*** Opening THE RECORDS ***

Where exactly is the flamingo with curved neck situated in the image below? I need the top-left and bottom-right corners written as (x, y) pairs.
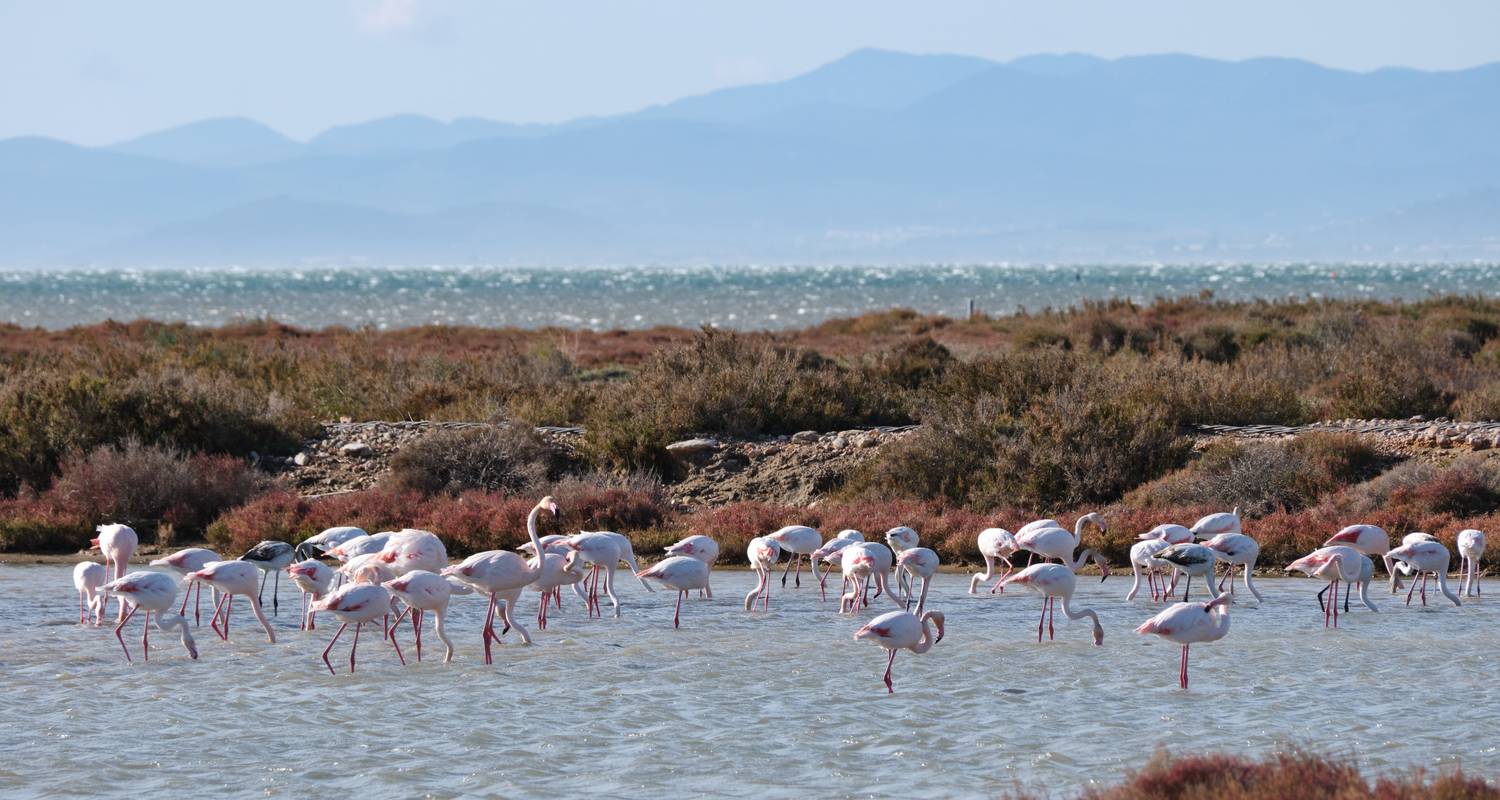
top-left (1001, 563), bottom-right (1104, 645)
top-left (854, 609), bottom-right (945, 693)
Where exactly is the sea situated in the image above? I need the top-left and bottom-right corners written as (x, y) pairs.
top-left (2, 263), bottom-right (1498, 330)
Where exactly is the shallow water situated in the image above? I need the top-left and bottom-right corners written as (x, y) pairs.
top-left (3, 262), bottom-right (1499, 330)
top-left (2, 565), bottom-right (1496, 798)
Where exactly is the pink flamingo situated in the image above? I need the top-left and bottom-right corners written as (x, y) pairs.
top-left (1202, 532), bottom-right (1264, 602)
top-left (1139, 523), bottom-right (1194, 544)
top-left (98, 572), bottom-right (198, 662)
top-left (287, 559), bottom-right (335, 631)
top-left (527, 549), bottom-right (584, 631)
top-left (1287, 546), bottom-right (1365, 627)
top-left (968, 528), bottom-right (1019, 595)
top-left (664, 534), bottom-right (720, 598)
top-left (441, 496), bottom-right (558, 664)
top-left (72, 562), bottom-right (107, 625)
top-left (635, 556), bottom-right (712, 628)
top-left (1135, 593), bottom-right (1231, 689)
top-left (811, 530), bottom-right (862, 600)
top-left (186, 560), bottom-right (277, 643)
top-left (1324, 524), bottom-right (1398, 593)
top-left (853, 609), bottom-right (945, 693)
top-left (1458, 529), bottom-right (1486, 597)
top-left (1000, 563), bottom-right (1105, 645)
top-left (837, 542), bottom-right (905, 614)
top-left (1189, 508), bottom-right (1241, 539)
top-left (1126, 538), bottom-right (1173, 602)
top-left (311, 583), bottom-right (405, 674)
top-left (744, 536), bottom-right (782, 611)
top-left (1387, 539), bottom-right (1461, 608)
top-left (1015, 513), bottom-right (1106, 568)
top-left (896, 547), bottom-right (939, 615)
top-left (384, 570), bottom-right (467, 662)
top-left (884, 526), bottom-right (919, 597)
top-left (149, 547), bottom-right (219, 626)
top-left (375, 528), bottom-right (448, 575)
top-left (93, 523), bottom-right (138, 623)
top-left (768, 525), bottom-right (822, 589)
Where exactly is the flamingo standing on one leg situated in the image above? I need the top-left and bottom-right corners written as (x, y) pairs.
top-left (287, 559), bottom-right (335, 631)
top-left (969, 528), bottom-right (1019, 595)
top-left (93, 524), bottom-right (138, 623)
top-left (441, 496), bottom-right (559, 664)
top-left (768, 525), bottom-right (822, 589)
top-left (744, 536), bottom-right (782, 612)
top-left (854, 609), bottom-right (945, 694)
top-left (1287, 546), bottom-right (1365, 627)
top-left (98, 572), bottom-right (198, 662)
top-left (664, 534), bottom-right (721, 598)
top-left (1387, 539), bottom-right (1461, 608)
top-left (1135, 593), bottom-right (1231, 689)
top-left (72, 562), bottom-right (107, 625)
top-left (384, 570), bottom-right (465, 662)
top-left (239, 540), bottom-right (295, 617)
top-left (149, 547), bottom-right (219, 627)
top-left (186, 561), bottom-right (277, 644)
top-left (1000, 563), bottom-right (1105, 645)
top-left (896, 547), bottom-right (939, 615)
top-left (635, 556), bottom-right (712, 628)
top-left (310, 583), bottom-right (405, 675)
top-left (811, 530), bottom-right (862, 600)
top-left (1458, 529), bottom-right (1486, 598)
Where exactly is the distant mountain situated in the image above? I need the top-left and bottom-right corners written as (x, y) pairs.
top-left (108, 117), bottom-right (303, 167)
top-left (6, 50), bottom-right (1500, 264)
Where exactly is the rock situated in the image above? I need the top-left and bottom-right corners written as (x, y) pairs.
top-left (340, 441), bottom-right (374, 458)
top-left (831, 436), bottom-right (849, 450)
top-left (1468, 436), bottom-right (1491, 451)
top-left (666, 437), bottom-right (721, 455)
top-left (791, 431), bottom-right (820, 444)
top-left (293, 452), bottom-right (311, 466)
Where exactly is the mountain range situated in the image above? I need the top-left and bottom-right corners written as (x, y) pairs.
top-left (3, 49), bottom-right (1498, 265)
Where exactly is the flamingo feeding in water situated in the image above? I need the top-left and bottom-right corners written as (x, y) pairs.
top-left (811, 530), bottom-right (862, 600)
top-left (1135, 593), bottom-right (1231, 689)
top-left (239, 540), bottom-right (295, 616)
top-left (311, 583), bottom-right (405, 675)
top-left (896, 547), bottom-right (939, 615)
top-left (664, 534), bottom-right (720, 598)
top-left (635, 556), bottom-right (712, 628)
top-left (1201, 532), bottom-right (1264, 602)
top-left (294, 526), bottom-right (368, 561)
top-left (441, 496), bottom-right (558, 664)
top-left (1190, 508), bottom-right (1242, 539)
top-left (384, 570), bottom-right (467, 662)
top-left (187, 560), bottom-right (276, 644)
top-left (149, 547), bottom-right (219, 626)
top-left (1126, 538), bottom-right (1173, 602)
top-left (1324, 524), bottom-right (1398, 593)
top-left (1458, 529), bottom-right (1485, 597)
top-left (744, 536), bottom-right (782, 611)
top-left (838, 541), bottom-right (904, 614)
top-left (375, 529), bottom-right (448, 576)
top-left (72, 561), bottom-right (107, 625)
top-left (1155, 543), bottom-right (1221, 602)
top-left (1001, 563), bottom-right (1105, 645)
top-left (768, 525), bottom-right (822, 589)
top-left (287, 558), bottom-right (336, 631)
top-left (98, 571), bottom-right (198, 662)
top-left (969, 528), bottom-right (1019, 595)
top-left (1287, 546), bottom-right (1366, 627)
top-left (1015, 513), bottom-right (1109, 578)
top-left (93, 524), bottom-right (138, 623)
top-left (1139, 523), bottom-right (1194, 544)
top-left (854, 609), bottom-right (945, 694)
top-left (1386, 539), bottom-right (1461, 608)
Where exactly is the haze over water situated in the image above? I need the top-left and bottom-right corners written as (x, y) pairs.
top-left (4, 566), bottom-right (1497, 798)
top-left (4, 263), bottom-right (1499, 331)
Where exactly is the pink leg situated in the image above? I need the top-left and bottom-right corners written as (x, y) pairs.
top-left (114, 604), bottom-right (139, 663)
top-left (224, 594), bottom-right (232, 639)
top-left (1048, 596), bottom-right (1056, 640)
top-left (1421, 574), bottom-right (1429, 606)
top-left (1180, 644), bottom-right (1189, 689)
top-left (1036, 599), bottom-right (1046, 642)
top-left (883, 648), bottom-right (897, 693)
top-left (210, 593), bottom-right (229, 640)
top-left (180, 583), bottom-right (191, 615)
top-left (1324, 580), bottom-right (1334, 627)
top-left (79, 591), bottom-right (86, 624)
top-left (1406, 573), bottom-right (1418, 606)
top-left (414, 609), bottom-right (423, 662)
top-left (388, 620), bottom-right (405, 666)
top-left (142, 610), bottom-right (151, 661)
top-left (482, 593), bottom-right (497, 665)
top-left (1331, 579), bottom-right (1340, 628)
top-left (322, 622), bottom-right (347, 675)
top-left (538, 592), bottom-right (548, 630)
top-left (673, 590), bottom-right (684, 628)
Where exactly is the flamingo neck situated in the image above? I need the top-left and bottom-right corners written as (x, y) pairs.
top-left (911, 615), bottom-right (939, 654)
top-left (1059, 593), bottom-right (1102, 639)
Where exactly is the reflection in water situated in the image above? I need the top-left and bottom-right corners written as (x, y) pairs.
top-left (2, 566), bottom-right (1496, 797)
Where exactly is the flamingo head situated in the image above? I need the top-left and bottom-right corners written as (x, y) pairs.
top-left (1286, 552), bottom-right (1330, 575)
top-left (539, 496), bottom-right (559, 516)
top-left (925, 610), bottom-right (946, 643)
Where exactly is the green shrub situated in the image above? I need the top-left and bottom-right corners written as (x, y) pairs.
top-left (385, 424), bottom-right (562, 496)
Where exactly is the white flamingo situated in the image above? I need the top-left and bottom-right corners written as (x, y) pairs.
top-left (968, 527), bottom-right (1019, 595)
top-left (1458, 529), bottom-right (1485, 597)
top-left (896, 547), bottom-right (939, 615)
top-left (854, 609), bottom-right (945, 694)
top-left (1000, 563), bottom-right (1105, 645)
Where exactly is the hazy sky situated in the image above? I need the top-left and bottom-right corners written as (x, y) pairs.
top-left (3, 0), bottom-right (1498, 145)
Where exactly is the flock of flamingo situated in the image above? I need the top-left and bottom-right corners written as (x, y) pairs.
top-left (70, 498), bottom-right (1487, 692)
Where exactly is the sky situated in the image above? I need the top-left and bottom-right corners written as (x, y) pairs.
top-left (2, 0), bottom-right (1499, 145)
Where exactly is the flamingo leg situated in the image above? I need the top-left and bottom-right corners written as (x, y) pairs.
top-left (673, 590), bottom-right (684, 629)
top-left (414, 609), bottom-right (423, 662)
top-left (195, 581), bottom-right (203, 627)
top-left (1324, 580), bottom-right (1334, 627)
top-left (1182, 574), bottom-right (1191, 602)
top-left (1343, 580), bottom-right (1352, 613)
top-left (1318, 582), bottom-right (1329, 612)
top-left (79, 591), bottom-right (86, 625)
top-left (1421, 574), bottom-right (1429, 606)
top-left (142, 610), bottom-right (150, 661)
top-left (1180, 644), bottom-right (1189, 689)
top-left (1036, 599), bottom-right (1046, 642)
top-left (114, 603), bottom-right (139, 663)
top-left (817, 560), bottom-right (830, 600)
top-left (780, 554), bottom-right (794, 587)
top-left (209, 593), bottom-right (229, 641)
top-left (1405, 572), bottom-right (1418, 606)
top-left (350, 621), bottom-right (361, 673)
top-left (538, 591), bottom-right (549, 631)
top-left (322, 622), bottom-right (348, 675)
top-left (180, 582), bottom-right (191, 615)
top-left (388, 619), bottom-right (405, 666)
top-left (794, 554), bottom-right (803, 588)
top-left (1048, 596), bottom-right (1055, 640)
top-left (258, 568), bottom-right (268, 608)
top-left (482, 593), bottom-right (497, 665)
top-left (883, 648), bottom-right (897, 694)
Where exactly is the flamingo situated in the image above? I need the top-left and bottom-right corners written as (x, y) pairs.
top-left (744, 536), bottom-right (782, 611)
top-left (384, 570), bottom-right (466, 662)
top-left (93, 523), bottom-right (138, 623)
top-left (375, 528), bottom-right (448, 576)
top-left (1387, 539), bottom-right (1461, 608)
top-left (1135, 593), bottom-right (1232, 689)
top-left (72, 562), bottom-right (106, 625)
top-left (896, 547), bottom-right (939, 615)
top-left (1155, 543), bottom-right (1221, 602)
top-left (287, 559), bottom-right (335, 631)
top-left (186, 560), bottom-right (276, 644)
top-left (968, 527), bottom-right (1019, 594)
top-left (1324, 524), bottom-right (1398, 593)
top-left (239, 540), bottom-right (295, 616)
top-left (885, 526), bottom-right (921, 597)
top-left (838, 542), bottom-right (904, 614)
top-left (811, 530), bottom-right (862, 600)
top-left (294, 526), bottom-right (367, 561)
top-left (1190, 508), bottom-right (1242, 539)
top-left (565, 532), bottom-right (629, 618)
top-left (1201, 532), bottom-right (1264, 602)
top-left (311, 583), bottom-right (405, 675)
top-left (1287, 546), bottom-right (1365, 627)
top-left (1458, 529), bottom-right (1485, 597)
top-left (149, 547), bottom-right (219, 626)
top-left (1014, 512), bottom-right (1108, 576)
top-left (768, 525), bottom-right (822, 589)
top-left (1126, 538), bottom-right (1173, 602)
top-left (1139, 523), bottom-right (1194, 544)
top-left (323, 531), bottom-right (396, 562)
top-left (526, 548), bottom-right (584, 630)
top-left (599, 531), bottom-right (654, 594)
top-left (441, 496), bottom-right (557, 664)
top-left (635, 556), bottom-right (712, 628)
top-left (97, 572), bottom-right (198, 662)
top-left (1000, 563), bottom-right (1105, 645)
top-left (853, 609), bottom-right (945, 693)
top-left (664, 534), bottom-right (720, 598)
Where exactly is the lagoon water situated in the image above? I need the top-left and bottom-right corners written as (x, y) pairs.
top-left (3, 263), bottom-right (1500, 330)
top-left (2, 565), bottom-right (1496, 798)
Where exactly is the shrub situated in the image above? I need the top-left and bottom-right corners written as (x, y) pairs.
top-left (205, 490), bottom-right (309, 554)
top-left (0, 495), bottom-right (89, 552)
top-left (385, 424), bottom-right (562, 496)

*** Closing THE RECORDS ***

* **WORK TASK**:
Copy, without any change, the lines above from the one containing "Where exactly is the shrub" to the end, both ends included. Add nothing else.

* **ANSWER SPACE**:
Where exactly is the shrub situated in the image above? I need the top-left and bottom-right corners written as (x, y) pairs.
top-left (205, 490), bottom-right (309, 554)
top-left (0, 495), bottom-right (89, 552)
top-left (385, 424), bottom-right (562, 496)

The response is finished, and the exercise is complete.